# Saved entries

== Segment start ==

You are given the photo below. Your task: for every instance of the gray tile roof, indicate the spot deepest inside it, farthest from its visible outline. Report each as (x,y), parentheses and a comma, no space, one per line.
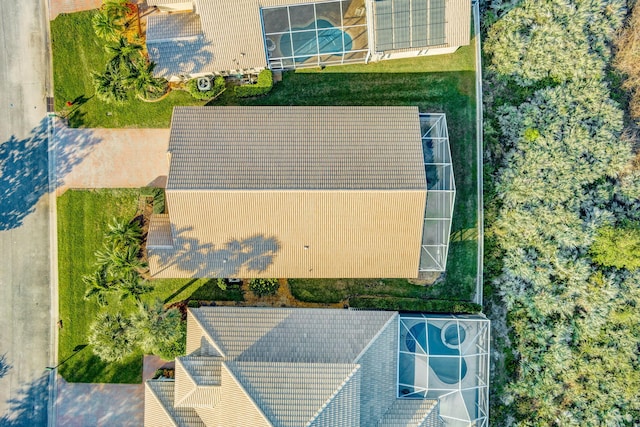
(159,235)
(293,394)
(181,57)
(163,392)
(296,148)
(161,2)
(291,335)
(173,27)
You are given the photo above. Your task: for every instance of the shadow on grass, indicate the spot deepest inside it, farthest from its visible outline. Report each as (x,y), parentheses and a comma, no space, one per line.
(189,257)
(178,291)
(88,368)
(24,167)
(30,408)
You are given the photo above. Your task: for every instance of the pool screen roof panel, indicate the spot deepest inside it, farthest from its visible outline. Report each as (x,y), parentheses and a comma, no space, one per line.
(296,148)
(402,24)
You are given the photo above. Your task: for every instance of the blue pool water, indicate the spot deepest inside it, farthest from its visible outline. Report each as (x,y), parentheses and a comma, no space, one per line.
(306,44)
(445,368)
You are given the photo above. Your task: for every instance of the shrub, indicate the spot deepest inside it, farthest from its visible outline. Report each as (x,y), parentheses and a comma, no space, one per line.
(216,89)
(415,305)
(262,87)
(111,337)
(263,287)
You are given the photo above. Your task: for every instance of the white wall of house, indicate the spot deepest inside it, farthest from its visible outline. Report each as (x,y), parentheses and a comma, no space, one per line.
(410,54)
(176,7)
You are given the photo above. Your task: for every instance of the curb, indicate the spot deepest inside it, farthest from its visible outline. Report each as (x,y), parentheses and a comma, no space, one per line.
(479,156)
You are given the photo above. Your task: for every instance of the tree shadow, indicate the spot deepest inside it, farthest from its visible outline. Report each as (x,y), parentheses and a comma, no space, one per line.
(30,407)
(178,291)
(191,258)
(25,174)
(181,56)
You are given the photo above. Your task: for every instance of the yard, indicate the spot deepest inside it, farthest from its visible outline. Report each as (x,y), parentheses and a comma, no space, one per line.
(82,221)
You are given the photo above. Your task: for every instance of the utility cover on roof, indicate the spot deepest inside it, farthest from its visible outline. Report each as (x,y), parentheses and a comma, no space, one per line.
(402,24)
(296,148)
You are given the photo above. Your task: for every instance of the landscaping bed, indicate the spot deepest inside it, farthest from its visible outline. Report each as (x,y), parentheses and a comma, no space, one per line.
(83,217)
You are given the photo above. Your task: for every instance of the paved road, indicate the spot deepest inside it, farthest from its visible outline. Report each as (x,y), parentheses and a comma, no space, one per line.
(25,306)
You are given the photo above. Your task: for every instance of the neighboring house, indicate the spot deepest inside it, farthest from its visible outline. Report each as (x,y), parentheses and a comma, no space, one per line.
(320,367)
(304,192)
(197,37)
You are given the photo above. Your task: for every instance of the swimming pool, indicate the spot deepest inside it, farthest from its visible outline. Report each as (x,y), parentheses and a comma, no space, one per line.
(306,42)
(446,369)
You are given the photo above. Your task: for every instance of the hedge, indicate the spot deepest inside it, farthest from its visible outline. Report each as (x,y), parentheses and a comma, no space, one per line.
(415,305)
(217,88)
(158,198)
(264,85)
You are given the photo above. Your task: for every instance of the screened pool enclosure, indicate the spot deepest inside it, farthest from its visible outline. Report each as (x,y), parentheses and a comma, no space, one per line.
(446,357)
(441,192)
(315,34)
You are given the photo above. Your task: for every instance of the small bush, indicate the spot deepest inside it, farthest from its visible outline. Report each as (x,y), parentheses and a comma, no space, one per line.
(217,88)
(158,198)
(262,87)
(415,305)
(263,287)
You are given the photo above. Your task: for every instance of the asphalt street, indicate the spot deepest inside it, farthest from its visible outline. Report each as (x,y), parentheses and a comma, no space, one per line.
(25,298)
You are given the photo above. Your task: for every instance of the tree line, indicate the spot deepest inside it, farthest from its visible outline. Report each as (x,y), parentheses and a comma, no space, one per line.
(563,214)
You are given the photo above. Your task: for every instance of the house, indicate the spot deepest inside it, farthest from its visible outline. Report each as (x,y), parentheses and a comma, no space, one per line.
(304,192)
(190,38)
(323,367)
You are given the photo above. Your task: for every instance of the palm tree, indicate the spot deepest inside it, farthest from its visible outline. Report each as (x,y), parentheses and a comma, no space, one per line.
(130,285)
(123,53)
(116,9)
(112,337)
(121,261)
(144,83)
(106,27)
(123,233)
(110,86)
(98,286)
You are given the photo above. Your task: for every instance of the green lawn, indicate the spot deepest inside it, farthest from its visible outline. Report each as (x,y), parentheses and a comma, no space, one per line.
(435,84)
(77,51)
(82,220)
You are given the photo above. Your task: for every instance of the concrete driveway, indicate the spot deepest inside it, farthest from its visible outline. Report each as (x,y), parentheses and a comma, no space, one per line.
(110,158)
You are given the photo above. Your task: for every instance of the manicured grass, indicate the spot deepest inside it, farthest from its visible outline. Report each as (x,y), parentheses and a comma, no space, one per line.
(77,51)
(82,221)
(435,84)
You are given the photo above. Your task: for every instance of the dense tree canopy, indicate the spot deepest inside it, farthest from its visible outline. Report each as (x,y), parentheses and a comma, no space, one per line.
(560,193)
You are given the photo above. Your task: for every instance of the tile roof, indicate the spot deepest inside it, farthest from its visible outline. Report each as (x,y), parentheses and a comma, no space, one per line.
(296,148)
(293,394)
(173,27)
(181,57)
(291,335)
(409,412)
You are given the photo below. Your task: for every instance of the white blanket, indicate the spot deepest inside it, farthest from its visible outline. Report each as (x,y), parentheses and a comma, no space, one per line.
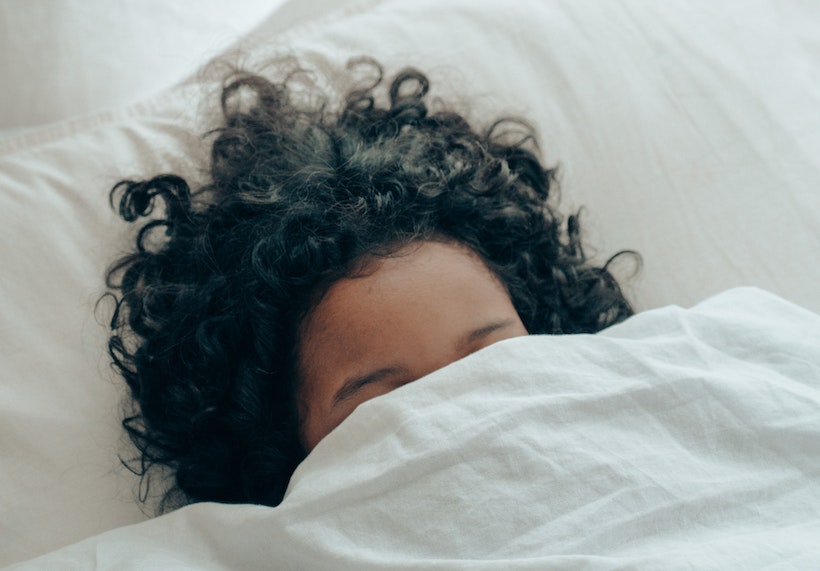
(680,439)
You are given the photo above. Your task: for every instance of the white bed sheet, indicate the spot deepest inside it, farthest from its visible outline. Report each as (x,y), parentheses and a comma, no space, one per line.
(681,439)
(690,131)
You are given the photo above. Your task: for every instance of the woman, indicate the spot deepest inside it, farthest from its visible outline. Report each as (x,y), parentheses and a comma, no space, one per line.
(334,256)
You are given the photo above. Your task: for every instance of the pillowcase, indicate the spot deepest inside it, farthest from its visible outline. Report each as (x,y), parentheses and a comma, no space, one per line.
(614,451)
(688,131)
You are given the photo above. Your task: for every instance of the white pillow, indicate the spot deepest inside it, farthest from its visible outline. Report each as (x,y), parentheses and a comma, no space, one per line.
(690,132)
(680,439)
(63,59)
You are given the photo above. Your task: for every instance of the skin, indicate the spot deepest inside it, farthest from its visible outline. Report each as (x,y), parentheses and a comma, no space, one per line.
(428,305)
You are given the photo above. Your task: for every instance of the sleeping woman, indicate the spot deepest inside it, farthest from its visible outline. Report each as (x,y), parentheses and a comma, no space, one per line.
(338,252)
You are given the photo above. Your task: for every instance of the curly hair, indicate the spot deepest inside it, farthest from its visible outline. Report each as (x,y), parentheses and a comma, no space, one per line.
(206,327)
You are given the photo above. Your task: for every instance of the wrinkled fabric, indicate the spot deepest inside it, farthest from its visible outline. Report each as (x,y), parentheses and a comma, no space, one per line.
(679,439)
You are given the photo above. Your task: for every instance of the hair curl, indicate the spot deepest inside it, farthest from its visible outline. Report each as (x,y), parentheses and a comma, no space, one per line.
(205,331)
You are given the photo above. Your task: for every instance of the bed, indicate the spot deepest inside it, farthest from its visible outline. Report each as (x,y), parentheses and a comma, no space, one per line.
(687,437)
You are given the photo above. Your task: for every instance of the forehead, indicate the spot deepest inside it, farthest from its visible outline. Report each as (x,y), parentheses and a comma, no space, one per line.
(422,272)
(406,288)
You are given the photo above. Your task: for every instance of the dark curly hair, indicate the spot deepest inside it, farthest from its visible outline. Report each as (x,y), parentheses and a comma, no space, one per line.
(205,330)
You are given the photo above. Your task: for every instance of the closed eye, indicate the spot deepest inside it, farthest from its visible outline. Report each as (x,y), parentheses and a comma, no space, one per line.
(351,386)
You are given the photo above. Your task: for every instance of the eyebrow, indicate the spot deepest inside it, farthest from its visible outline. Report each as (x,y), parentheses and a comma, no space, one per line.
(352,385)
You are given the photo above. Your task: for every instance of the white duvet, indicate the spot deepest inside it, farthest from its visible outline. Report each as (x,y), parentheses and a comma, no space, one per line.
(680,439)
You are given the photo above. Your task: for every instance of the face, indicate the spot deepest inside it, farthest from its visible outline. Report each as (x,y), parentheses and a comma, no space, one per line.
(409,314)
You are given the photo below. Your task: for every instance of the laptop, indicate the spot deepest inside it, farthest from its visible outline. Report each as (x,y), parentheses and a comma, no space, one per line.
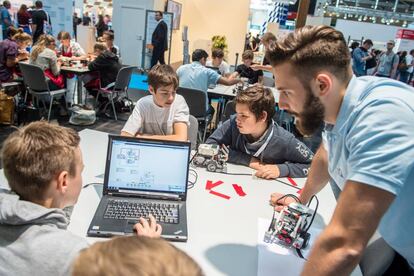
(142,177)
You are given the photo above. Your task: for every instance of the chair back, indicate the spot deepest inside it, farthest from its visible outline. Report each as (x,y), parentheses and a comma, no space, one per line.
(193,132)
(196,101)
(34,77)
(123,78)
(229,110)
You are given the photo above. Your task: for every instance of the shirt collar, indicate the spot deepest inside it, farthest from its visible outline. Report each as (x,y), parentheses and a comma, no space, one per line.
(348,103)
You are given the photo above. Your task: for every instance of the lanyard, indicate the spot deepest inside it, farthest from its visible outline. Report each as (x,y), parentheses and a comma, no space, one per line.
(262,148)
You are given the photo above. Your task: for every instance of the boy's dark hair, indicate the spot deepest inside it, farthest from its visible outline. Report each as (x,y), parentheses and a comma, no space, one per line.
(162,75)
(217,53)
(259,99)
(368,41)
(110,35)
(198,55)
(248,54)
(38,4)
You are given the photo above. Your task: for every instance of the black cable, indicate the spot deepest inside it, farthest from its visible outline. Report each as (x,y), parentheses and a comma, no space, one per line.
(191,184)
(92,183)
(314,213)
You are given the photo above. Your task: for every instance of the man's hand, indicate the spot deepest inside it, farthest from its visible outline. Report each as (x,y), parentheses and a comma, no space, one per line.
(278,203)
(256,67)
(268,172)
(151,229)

== Segment end ==

# WHAT YOU ARE ASKED TO DO
With the line containing "of the man's" as the first and the last line above as the final one, copy those lines exactly and no others.

# EXERCISE OUTPUT
You are given the photo above. Your task: for every instance of the man's hand, indicate the spot deepest inside it, farthest from its visible outline. Report each as (x,y), parentheses and a comma, no space, one per line.
(278,203)
(256,67)
(268,172)
(151,229)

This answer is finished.